# Text shown:
For Immediate Release
December 16, 2008

KDHE Office of Communications
communications@kdheks.gov, 785-296-0461

KDHE Identifies First Flu Case of 2008-2009 Season

It's Not Too Late To Vaccinate

The Kansas Department of Health and Environment (KDHE) announced today that the first flu case of the 2008-2009 flu season has been identified in south-central Kansas.  Health officials are reminding Kansans that if they’ve not already done so, they should get their yearly vaccination against the flu.

“Although we now know that flu has arrived once again in the state, flu activity is normally highest around February and influenza can continue to circulate through spring,” stated Sue Bowden, director of the Kansas Immunization Program. “It certainly is not too late to be vaccinated.”

Flu is a serious disease that can lead to complications such as pneumonia and even death.  This year, more than 84 percent of the U.S. population is recommended to get immunized against the flu – that’s more than 4 out of 5 people.  The Advisory Committee on Immunization Practices (ACIP) has expanded the recommended ages for annual flu vaccination to include all children 6 months through 18 years of age as well as high risk groups.  However, anyone who wants to reduce their chances of getting flu or of spreading it to a loved one should be vaccinated.

# The data:
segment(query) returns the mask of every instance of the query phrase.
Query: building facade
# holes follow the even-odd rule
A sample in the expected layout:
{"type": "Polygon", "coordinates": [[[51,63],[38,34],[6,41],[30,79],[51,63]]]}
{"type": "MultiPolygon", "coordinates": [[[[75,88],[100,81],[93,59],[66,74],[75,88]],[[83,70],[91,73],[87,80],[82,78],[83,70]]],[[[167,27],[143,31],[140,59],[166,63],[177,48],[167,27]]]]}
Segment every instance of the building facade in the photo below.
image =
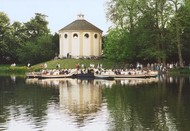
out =
{"type": "Polygon", "coordinates": [[[78,15],[77,20],[59,30],[59,57],[99,57],[102,54],[102,30],[78,15]]]}

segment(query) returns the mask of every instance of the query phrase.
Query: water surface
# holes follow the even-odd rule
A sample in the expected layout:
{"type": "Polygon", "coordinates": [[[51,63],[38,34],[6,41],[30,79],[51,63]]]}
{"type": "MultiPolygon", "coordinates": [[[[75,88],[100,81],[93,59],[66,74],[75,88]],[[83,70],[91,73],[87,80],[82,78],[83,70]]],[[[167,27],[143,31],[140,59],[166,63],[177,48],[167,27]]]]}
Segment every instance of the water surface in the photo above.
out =
{"type": "Polygon", "coordinates": [[[190,129],[190,78],[38,80],[0,77],[0,130],[190,129]]]}

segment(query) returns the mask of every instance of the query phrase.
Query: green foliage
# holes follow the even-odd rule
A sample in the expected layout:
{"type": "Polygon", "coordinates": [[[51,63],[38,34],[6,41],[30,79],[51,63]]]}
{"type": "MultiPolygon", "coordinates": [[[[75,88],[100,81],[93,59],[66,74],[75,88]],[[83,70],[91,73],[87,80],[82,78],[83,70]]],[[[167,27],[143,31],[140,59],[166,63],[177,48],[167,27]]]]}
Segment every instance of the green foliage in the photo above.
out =
{"type": "Polygon", "coordinates": [[[54,57],[53,46],[52,36],[40,36],[17,50],[19,61],[25,64],[36,64],[50,60],[54,57]]]}

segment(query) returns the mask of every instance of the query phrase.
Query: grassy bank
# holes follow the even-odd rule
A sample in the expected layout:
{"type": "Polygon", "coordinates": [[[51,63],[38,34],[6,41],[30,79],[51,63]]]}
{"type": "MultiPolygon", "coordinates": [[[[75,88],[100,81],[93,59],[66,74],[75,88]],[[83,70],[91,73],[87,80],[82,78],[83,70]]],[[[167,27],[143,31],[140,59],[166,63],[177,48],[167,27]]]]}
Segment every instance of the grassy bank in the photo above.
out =
{"type": "MultiPolygon", "coordinates": [[[[47,69],[55,69],[57,63],[61,65],[61,68],[75,68],[76,64],[79,63],[84,64],[86,67],[89,67],[90,64],[94,64],[95,66],[97,64],[102,64],[103,68],[113,68],[113,67],[127,67],[126,63],[122,62],[113,62],[110,60],[106,59],[101,59],[101,60],[82,60],[82,59],[57,59],[57,60],[51,60],[44,62],[47,64],[47,69]]],[[[15,67],[11,67],[10,65],[0,65],[0,74],[25,74],[26,72],[29,71],[39,71],[41,70],[44,65],[44,63],[39,63],[36,65],[32,65],[30,68],[27,68],[26,66],[23,65],[17,65],[15,67]]],[[[172,75],[181,75],[181,74],[190,74],[190,69],[188,67],[186,68],[176,68],[172,69],[169,71],[170,74],[172,75]]]]}
{"type": "Polygon", "coordinates": [[[18,65],[15,67],[11,67],[10,65],[0,65],[0,74],[6,75],[6,74],[24,74],[27,72],[27,67],[18,65]]]}
{"type": "MultiPolygon", "coordinates": [[[[84,64],[86,67],[89,67],[90,64],[102,64],[103,68],[113,68],[114,66],[125,66],[123,63],[116,63],[113,61],[101,59],[101,60],[82,60],[82,59],[57,59],[44,62],[47,64],[47,69],[55,69],[57,63],[61,65],[61,68],[75,68],[76,64],[79,63],[84,64]]],[[[43,68],[44,63],[39,63],[36,65],[32,65],[30,68],[27,68],[23,65],[17,65],[15,67],[11,67],[10,65],[0,65],[0,74],[25,74],[29,71],[39,71],[43,68]]]]}
{"type": "Polygon", "coordinates": [[[171,75],[189,75],[190,74],[190,68],[185,67],[185,68],[170,69],[169,73],[171,75]]]}

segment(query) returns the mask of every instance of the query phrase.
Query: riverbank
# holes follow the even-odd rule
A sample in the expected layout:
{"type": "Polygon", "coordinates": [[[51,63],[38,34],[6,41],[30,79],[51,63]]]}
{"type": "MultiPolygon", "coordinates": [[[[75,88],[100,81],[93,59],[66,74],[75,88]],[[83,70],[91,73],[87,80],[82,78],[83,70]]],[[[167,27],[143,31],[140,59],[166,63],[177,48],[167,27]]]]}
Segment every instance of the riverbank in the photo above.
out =
{"type": "MultiPolygon", "coordinates": [[[[76,64],[79,66],[89,67],[90,65],[94,65],[95,67],[99,64],[102,68],[111,69],[111,68],[127,68],[129,65],[122,62],[113,62],[106,59],[100,60],[89,60],[89,59],[56,59],[50,60],[47,62],[39,63],[36,65],[31,65],[31,67],[27,67],[27,65],[0,65],[0,74],[25,74],[30,71],[39,71],[44,68],[44,65],[47,65],[47,69],[55,69],[57,68],[57,64],[59,64],[61,69],[73,69],[76,68],[76,64]]],[[[168,73],[171,75],[181,75],[181,74],[190,74],[189,67],[186,68],[174,68],[168,70],[168,73]]]]}
{"type": "Polygon", "coordinates": [[[89,67],[90,65],[97,66],[98,64],[101,64],[103,68],[113,68],[114,66],[115,67],[126,66],[124,63],[117,63],[105,59],[101,60],[56,59],[39,63],[36,65],[31,65],[30,67],[27,67],[27,65],[16,65],[16,66],[0,65],[0,74],[25,74],[26,72],[30,71],[39,71],[42,68],[44,68],[44,65],[47,65],[46,69],[55,69],[57,64],[60,65],[61,69],[76,68],[76,64],[79,64],[80,66],[83,65],[86,67],[89,67]]]}

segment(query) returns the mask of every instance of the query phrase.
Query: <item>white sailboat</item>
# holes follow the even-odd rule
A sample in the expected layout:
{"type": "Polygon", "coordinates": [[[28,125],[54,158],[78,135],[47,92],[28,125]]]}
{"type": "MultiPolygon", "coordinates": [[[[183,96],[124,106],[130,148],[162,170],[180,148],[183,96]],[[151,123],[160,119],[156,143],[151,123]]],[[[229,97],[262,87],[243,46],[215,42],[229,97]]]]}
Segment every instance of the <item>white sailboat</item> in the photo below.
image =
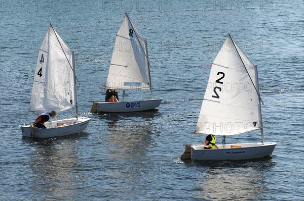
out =
{"type": "MultiPolygon", "coordinates": [[[[29,111],[63,111],[76,108],[76,117],[49,121],[47,129],[22,126],[22,136],[47,138],[82,132],[90,118],[78,117],[76,69],[74,52],[51,24],[39,50],[29,111]]],[[[33,120],[33,122],[34,120],[33,120]]]]}
{"type": "Polygon", "coordinates": [[[150,99],[108,103],[94,102],[91,112],[129,112],[158,107],[162,99],[153,99],[146,40],[126,13],[116,35],[105,89],[150,89],[150,99]]]}
{"type": "Polygon", "coordinates": [[[264,142],[261,102],[257,67],[229,35],[212,63],[195,132],[223,136],[222,144],[214,149],[187,145],[182,159],[188,155],[195,160],[240,160],[271,155],[277,143],[264,142]],[[260,130],[261,142],[225,143],[227,135],[254,130],[260,130]]]}

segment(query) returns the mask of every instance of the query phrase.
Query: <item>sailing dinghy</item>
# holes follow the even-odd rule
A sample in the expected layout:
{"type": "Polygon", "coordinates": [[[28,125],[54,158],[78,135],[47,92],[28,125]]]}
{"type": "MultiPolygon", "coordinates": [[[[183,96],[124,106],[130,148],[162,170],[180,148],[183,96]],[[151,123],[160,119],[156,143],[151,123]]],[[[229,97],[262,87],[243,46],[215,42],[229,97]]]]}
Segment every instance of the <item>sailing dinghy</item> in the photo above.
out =
{"type": "Polygon", "coordinates": [[[130,112],[154,109],[162,99],[153,99],[146,40],[126,13],[116,35],[104,89],[150,89],[150,99],[119,103],[94,102],[91,112],[130,112]]]}
{"type": "Polygon", "coordinates": [[[221,135],[222,144],[217,143],[219,148],[214,149],[186,145],[182,159],[240,160],[270,155],[277,143],[264,142],[261,102],[257,67],[229,35],[212,63],[195,132],[221,135]],[[226,136],[254,130],[260,130],[261,142],[226,144],[226,136]]]}
{"type": "Polygon", "coordinates": [[[22,136],[47,138],[67,135],[81,132],[88,126],[90,119],[78,117],[76,80],[74,52],[50,24],[39,50],[29,111],[59,112],[75,107],[76,117],[49,121],[45,123],[47,129],[23,126],[22,136]]]}

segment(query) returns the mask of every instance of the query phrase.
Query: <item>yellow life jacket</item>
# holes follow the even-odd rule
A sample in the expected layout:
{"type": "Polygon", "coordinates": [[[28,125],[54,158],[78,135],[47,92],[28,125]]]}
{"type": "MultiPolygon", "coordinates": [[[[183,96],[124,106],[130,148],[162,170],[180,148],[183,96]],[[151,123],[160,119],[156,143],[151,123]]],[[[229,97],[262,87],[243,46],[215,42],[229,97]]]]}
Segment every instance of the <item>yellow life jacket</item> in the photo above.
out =
{"type": "Polygon", "coordinates": [[[210,146],[211,148],[214,148],[215,147],[214,145],[215,144],[215,140],[216,140],[216,138],[215,136],[213,136],[213,135],[210,135],[212,137],[212,140],[209,142],[209,145],[210,146]]]}

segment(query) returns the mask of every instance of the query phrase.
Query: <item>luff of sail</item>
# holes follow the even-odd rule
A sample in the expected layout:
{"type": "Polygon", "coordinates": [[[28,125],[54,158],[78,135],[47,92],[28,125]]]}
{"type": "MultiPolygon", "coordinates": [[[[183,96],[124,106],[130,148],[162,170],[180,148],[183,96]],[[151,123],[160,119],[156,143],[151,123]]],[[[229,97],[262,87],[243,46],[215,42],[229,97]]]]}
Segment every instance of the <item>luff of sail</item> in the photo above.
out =
{"type": "Polygon", "coordinates": [[[196,132],[230,135],[260,129],[256,70],[229,36],[212,64],[196,132]]]}
{"type": "Polygon", "coordinates": [[[63,111],[75,106],[72,51],[50,25],[39,50],[29,110],[63,111]]]}
{"type": "Polygon", "coordinates": [[[126,14],[116,35],[106,88],[150,89],[145,39],[126,14]]]}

# Work to complete:
1. List every organization or office named in the flu-season press release.
2. Write a continuation of the flu-season press release, beginning right after its final sentence.

# Exercise responses:
1.
Kansas Department of Health and Environment (KDHE)
KDHE Office of Communications
Kansas Immunization Program
Advisory Committee on Immunization Practices (ACIP)

2.
The Centers for Disease Control and Prevention (CDC), along with Families Fighting Flu, have developed a video, titled Why Flu Vaccination Matters, to spread the message that flu is a serious disease – one that can lead to death in otherwise healthy children. Visit http://www.familiesfightingflu.org/ for more information.

Pregnant women are another group at increased risk for the negative complications from influenza and are a group with low rates of flu vaccination.  When an expecting mother is vaccinated, protection occurs for both the mother and unborn child.  Anyone caring for, or in contact with an infant less than 6 months of age should be vaccinated since these babies are too young to be vaccinated themselves and are more vulnerable to complications from influenza disease.  Parents, grandparents, siblings, babysitters, and contacts of infants should also be vaccinated against pertussis (whooping cough).

Healthcare workers are also an important group who should be vaccinated in order to reduce their risk of spreading the flu virus to the people in their care who are often more vulnerable to severe or even life threatening complications from the disease.

The CDC has identified four strains of influenza circulating in the U.S. so far this season.  Resistance to the antiviral drug oseltamivir has been observed in one of the strains, influenza A(H1N1).  However, the A(H1N1) virus has not shown resistance to zanamivir, which is another common antiviral drug.  Antiviral drugs are prescription medications that can be used to treat people who already have the flu, in certain cases.

“Although antiviral medications can lessen the symptoms of flu after you’re infected, the best approach is to become vaccinated and avoid catching the flu in the first place.  It’s not too late to vaccinate,” Bowden said.